Capitol countered the “pay when paid” clause was unenforceable because such provisions are null and void under section 3262, subdivision (a) which  provides in part:  “Neither the owner nor original contractor by any term of their contract, or otherwise, shall waive, affect, or impair the claims and liens of other persons whether with or without notice except by their written consent, and any term of the contract to that effect shall be null and void.   Any written consent given by any claimant pursuant to this subdivision shall be null, void, and unenforceable unless and until the claimant executes and delivers a waiver and release.”   Capitol argued the condition precedent and “pay when paid” language in the subcontract affected and impaired its rights as a subcontractor regarding the stop notice and bond claims.   Capitol argued the language in the subcontract does not conform to statutory waiver and release requirements contained in section 3262, subdivision (d).   This specific contention was raised in the trial court.

Mega also asserted the entire payment of $33,716.50 must be allocated to principal.   Mega further argued Capitol waived all right to claim interest by accepting the whole principal amount pursuant to section 3290.   Also, Mega argued Capitol waived all rights to recover for alleged extra work by executing a conditional waiver and release upon receiving a progress payment on April 10, 1992, which covered the period when the alleged extra work was completed.   Capitol billed Mega for the last work on January 27, 1992.   The waiver and release provided it covered “progress payment[s] for labor, services, equipment or material furnished to [Mega] through January 31, 1992 only and [did] not cover any retention or items furnished after said date.”   Capitol argued its conditional release was not a waiver of all its extra work claims.   Also, Capitol contended Mega should be equitably estopped to assert the release was a waiver.

Both sides asserted they were entitled to attorney's fees and costs as the prevailing party.   Capitol argued it was the prevailing party because it obtained greater relief under the contract given that Mega paid the entire amount due under the contract.   According to Capitol, if the payment by the district “was truly a ‘condition precedent’ to [Mega's] obligation to pay, [Mega] would not yet have paid anything.”   Defendants countered they were the prevailing parties because the owner never paid Mega, therefore the payment never became due under the “pay when paid” clause of the subcontract.

The trial court found for Mega and Fidelity and entered judgment.   The court made an award of attorney's fees and costs to defendants.   In its statement of decision, the trial court determined the “pay when paid” clause was enforceable.   As a result, the trial judge concluded Mega had no duty to pay Capitol until the district paid the general contractor.   The court concluded  no interest accrued because Mega paid Capitol in full for retention and claimed extra work before receiving payment from the owner.   The trial judge determined section 3262 did not affect the “pay when paid” clause because the null and void language of that statutory provision applied only to contracts between the owner and the original contractor.4  The trial court concluded section 3262 did not apply to contracts between the original contractor and a subcontractor.   The statutory form of waiver and release required in section 3262, subdivision (d), was applicable only under the described circumstances and those occasions involved execution of a waiver and release to induce a progress or final payment.   The consent in this case was not given for that purpose.   This timely appeal followed.

● Data shown

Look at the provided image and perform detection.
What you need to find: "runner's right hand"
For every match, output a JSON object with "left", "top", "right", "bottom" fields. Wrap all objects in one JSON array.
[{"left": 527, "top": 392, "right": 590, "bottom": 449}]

● What is being asked
Could you return the passage of the court ruling above between "Both sides asserted" and "of the subcontract.", inclusive, copied word for word?

● Complete output
Both sides asserted they were entitled to attorney's fees and costs as the prevailing party.   Capitol argued it was the prevailing party because it obtained greater relief under the contract given that Mega paid the entire amount due under the contract.   According to Capitol, if the payment by the district “was truly a ‘condition precedent’ to [Mega's] obligation to pay, [Mega] would not yet have paid anything.”   Defendants countered they were the prevailing parties because the owner never paid Mega, therefore the payment never became due under the “pay when paid” clause of the subcontract.